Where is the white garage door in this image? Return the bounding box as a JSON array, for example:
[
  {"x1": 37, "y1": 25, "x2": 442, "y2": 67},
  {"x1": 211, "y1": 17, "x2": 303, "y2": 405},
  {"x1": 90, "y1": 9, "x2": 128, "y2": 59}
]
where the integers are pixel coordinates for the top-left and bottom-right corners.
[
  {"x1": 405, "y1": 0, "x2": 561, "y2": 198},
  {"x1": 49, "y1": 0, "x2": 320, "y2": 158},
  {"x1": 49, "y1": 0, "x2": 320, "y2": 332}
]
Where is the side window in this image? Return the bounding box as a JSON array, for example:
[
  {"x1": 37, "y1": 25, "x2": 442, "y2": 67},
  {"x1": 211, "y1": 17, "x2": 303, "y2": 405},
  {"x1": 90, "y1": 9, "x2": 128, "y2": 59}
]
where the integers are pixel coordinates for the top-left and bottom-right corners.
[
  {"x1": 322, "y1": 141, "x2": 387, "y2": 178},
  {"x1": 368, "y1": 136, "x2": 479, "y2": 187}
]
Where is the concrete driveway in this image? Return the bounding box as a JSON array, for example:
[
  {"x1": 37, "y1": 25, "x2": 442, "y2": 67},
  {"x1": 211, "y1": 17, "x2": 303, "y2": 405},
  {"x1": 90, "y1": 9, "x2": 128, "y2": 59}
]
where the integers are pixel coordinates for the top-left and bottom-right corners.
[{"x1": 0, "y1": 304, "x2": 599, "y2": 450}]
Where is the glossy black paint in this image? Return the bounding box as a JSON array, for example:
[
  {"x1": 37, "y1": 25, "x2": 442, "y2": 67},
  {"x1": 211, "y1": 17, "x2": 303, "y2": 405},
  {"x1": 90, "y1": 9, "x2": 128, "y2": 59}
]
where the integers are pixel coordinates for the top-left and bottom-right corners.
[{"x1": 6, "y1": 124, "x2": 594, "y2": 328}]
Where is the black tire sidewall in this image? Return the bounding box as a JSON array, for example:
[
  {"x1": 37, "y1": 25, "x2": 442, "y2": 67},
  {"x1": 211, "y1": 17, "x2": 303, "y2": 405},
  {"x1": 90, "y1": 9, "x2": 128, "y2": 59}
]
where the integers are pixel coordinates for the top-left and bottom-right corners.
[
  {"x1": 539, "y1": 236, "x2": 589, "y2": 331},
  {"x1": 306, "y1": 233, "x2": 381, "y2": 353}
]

****************************************

To do:
Everything from the line with "Where is the side" through the last line of the material above should be echoed exactly, and nothing else.

Answer to this exercise:
Where is the side window in this image? Return the bounding box as a JSON array, for example:
[
  {"x1": 37, "y1": 25, "x2": 442, "y2": 67},
  {"x1": 211, "y1": 17, "x2": 303, "y2": 405},
  {"x1": 90, "y1": 9, "x2": 128, "y2": 59}
]
where the integers are pixel coordinates for the top-left and bottom-right corners.
[
  {"x1": 322, "y1": 141, "x2": 387, "y2": 178},
  {"x1": 368, "y1": 136, "x2": 479, "y2": 187}
]
Where is the concrete driveway in this image? Return the bounding box as a JSON array, for example:
[
  {"x1": 37, "y1": 25, "x2": 442, "y2": 67},
  {"x1": 211, "y1": 17, "x2": 303, "y2": 405},
  {"x1": 90, "y1": 9, "x2": 128, "y2": 59}
]
where the integers are pixel coordinates for the top-left and bottom-right corners.
[{"x1": 0, "y1": 304, "x2": 599, "y2": 450}]
Where is the glossy black paint in this image? Return the bounding box as a JSON array, for example:
[
  {"x1": 37, "y1": 25, "x2": 442, "y2": 67},
  {"x1": 211, "y1": 17, "x2": 303, "y2": 405},
  {"x1": 90, "y1": 9, "x2": 128, "y2": 59}
]
where the integers are pixel coordinates for the top-left and bottom-right corners.
[{"x1": 6, "y1": 124, "x2": 594, "y2": 328}]
Where is the black tire sidewall in this image? Return the bounding box as a JSON array, for example:
[
  {"x1": 37, "y1": 25, "x2": 442, "y2": 67},
  {"x1": 211, "y1": 17, "x2": 303, "y2": 405},
  {"x1": 90, "y1": 9, "x2": 128, "y2": 59}
]
where the integers are pixel coordinates for the top-left and bottom-right corners.
[
  {"x1": 539, "y1": 236, "x2": 589, "y2": 331},
  {"x1": 306, "y1": 233, "x2": 381, "y2": 353}
]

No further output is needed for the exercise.